Tenho amiga bem-te-vi. Faz voz, andar e voar de passarinho. Criatura meio etérea, não se adaptou totalmente a esse mundo. Sabe fazer palavras bonitas com letras e silêncios. De vez em quando, dá rasantes por meu mar, de onde sempre volta com água e sal nos olhos. Então me compra um doce, na tentativa desesperada de trazer algum néctar que me lembre um pouco o paraíso perdido do qual sentimos falta. Eu não desisti de procurar. Acho que ela também não.

Tenho duas amigas-esquilos. Miudezas que enchem qualquer ambiente de gargalhadas – UTIs, inclusive. São meus próprios Tico e Teco, personagens que parecem sempre terem feito parte da minha história. Gigantes de 1,60 m e menos de 50 Kg, com um talento incrível para buscar a felicidade na próxima noz, ainda que as árvores e os sonhos juvenis desabem. Sempre próximas. Sempre “nóis”!
· · · · · · ·
* **Enunciado da tarefa**
Você pode continuar o texto sobre as amigas comparadas a bichos a partir da última frase, mantendo o mesmo estilo?

* **Dados fornecidos**
· · · · · · ·
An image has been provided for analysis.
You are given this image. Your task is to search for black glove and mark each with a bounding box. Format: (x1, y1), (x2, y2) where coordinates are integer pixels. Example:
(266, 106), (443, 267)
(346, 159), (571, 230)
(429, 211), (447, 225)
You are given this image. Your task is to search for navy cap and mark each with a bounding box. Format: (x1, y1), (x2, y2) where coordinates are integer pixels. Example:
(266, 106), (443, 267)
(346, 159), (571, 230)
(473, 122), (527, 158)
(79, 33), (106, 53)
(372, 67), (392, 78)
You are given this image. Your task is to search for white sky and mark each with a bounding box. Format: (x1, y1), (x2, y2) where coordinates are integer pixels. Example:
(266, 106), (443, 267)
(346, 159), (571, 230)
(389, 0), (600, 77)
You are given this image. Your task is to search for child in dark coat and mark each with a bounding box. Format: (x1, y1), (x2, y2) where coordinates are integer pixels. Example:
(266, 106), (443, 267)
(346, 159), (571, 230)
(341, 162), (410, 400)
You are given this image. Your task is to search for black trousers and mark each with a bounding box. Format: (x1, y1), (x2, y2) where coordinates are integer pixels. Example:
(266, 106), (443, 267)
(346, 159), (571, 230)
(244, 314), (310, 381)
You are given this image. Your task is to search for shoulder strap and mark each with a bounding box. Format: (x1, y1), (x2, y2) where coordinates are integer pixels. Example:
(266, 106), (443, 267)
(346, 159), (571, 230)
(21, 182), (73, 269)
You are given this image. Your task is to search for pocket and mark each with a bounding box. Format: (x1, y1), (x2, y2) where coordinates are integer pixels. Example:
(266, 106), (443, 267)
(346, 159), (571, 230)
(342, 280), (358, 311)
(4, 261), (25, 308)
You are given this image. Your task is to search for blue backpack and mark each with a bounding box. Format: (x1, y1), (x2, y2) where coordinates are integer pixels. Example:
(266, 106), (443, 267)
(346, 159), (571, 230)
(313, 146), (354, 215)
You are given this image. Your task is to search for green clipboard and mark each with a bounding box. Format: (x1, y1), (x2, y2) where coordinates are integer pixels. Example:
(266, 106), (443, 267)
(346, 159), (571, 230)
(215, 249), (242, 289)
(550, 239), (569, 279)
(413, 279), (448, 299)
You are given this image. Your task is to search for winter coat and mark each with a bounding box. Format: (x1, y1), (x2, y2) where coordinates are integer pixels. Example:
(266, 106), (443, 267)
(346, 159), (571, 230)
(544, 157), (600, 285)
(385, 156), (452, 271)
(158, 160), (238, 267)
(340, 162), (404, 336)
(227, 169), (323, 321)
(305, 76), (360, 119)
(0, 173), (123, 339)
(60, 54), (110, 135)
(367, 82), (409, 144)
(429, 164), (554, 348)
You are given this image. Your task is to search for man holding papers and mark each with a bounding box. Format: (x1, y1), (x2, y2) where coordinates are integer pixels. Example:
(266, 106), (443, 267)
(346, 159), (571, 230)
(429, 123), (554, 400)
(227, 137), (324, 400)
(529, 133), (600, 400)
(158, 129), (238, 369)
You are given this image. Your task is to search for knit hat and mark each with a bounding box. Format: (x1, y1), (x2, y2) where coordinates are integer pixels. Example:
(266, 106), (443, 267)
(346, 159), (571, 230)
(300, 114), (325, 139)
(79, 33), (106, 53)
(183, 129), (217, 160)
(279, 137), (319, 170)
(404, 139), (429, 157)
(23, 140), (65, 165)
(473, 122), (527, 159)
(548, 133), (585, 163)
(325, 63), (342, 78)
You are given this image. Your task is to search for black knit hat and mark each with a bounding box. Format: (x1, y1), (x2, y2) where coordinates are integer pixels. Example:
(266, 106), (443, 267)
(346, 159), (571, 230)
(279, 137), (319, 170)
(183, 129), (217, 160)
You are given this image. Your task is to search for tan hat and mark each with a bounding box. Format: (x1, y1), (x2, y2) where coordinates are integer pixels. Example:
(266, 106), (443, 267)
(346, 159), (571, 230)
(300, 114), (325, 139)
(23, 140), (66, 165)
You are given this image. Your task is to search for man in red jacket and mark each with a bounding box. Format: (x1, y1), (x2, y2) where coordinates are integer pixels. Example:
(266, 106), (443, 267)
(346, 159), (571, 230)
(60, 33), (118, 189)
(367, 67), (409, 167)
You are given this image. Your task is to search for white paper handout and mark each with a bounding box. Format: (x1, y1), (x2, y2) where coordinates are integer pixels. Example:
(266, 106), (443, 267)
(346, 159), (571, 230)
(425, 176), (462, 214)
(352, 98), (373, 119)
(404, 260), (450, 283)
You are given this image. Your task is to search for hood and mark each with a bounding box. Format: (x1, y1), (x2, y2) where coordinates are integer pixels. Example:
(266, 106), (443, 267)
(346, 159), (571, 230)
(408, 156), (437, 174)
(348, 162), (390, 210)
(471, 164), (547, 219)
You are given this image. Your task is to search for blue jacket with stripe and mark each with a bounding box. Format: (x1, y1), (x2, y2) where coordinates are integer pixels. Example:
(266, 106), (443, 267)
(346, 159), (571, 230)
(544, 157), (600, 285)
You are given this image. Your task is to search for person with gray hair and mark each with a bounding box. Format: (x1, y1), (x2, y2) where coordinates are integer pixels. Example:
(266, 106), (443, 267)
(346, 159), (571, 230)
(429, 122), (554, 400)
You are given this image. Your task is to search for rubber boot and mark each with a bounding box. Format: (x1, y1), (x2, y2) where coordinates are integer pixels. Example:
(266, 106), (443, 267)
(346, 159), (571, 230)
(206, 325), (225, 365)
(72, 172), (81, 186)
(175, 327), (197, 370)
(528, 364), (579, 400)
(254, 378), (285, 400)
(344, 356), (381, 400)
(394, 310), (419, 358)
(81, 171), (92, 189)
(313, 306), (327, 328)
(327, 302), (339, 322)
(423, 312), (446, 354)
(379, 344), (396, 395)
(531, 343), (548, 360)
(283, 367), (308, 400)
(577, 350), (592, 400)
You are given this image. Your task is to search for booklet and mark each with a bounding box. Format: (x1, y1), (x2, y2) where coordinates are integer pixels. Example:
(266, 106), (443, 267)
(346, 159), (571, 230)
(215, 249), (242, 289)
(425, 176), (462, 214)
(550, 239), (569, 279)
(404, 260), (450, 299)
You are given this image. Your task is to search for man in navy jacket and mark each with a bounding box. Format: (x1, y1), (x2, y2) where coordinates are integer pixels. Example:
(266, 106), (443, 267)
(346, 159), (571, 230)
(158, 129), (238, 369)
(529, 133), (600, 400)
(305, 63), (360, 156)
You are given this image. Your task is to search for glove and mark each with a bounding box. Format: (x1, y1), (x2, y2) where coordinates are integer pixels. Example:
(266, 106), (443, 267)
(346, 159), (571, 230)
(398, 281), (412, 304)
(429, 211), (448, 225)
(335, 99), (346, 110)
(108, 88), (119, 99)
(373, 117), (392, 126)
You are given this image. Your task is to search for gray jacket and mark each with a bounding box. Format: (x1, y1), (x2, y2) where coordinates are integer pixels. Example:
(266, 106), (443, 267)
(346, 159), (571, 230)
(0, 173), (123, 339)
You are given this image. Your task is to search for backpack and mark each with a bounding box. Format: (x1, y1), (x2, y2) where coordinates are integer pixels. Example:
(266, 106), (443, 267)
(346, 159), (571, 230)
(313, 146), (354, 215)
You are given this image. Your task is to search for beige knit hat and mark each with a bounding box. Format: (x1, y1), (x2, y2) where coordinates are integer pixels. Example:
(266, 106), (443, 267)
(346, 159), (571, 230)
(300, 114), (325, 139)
· · · · · · ·
* **Resultado da tarefa**
Tenho amiga coruja, que parece já saber todas as respostas antes de me fazer as perguntas. Diante de seus olhos de rapina, meu corpo conta todos os segredos, até os que esconde de mim. Fico tentando traduzir sentimentos e pensamentos em frases compridas para explicar os caminhos desatinados da minha mente, aí vem ela, com duas ou três palavras, e explica tudo. É impressionante como leva a sério o compromisso de trazer de volta meu amor-próprio em apenas três tapas na cara!

Tenho amigo beija-flor, que chega sem aviso, rapidinho, manda eu ficar boa e voa.

Amiga-pata, que abre as asas e me aconchega, dissolvendo na lagoa da voz de pluma todo o medo que eu achei que não tinha.

Tenho casal de amigos-caranguejos, que quando aparecem deixam tudo com cara de férias, e me lembram que ainda tem um monte de coisa boa no mundo para eu fazer.

Amigo coelho, que sai da toca para perguntar o que eu preciso. Eu digo: “quero rir”! Ele nem pestaneja, me entrega de bate-pronto, não só uma, mas duas gargalhadas, numa velocidade recorde!

Cunhada-amiga, que sacode a crina enquanto me ajuda a preparar as ferraduras, me mandando desembestar livre das rédeas das culpas alheias.

Sogro-vaga-lume, que dá bronca para eu parar com a mania de deixar de brilhar.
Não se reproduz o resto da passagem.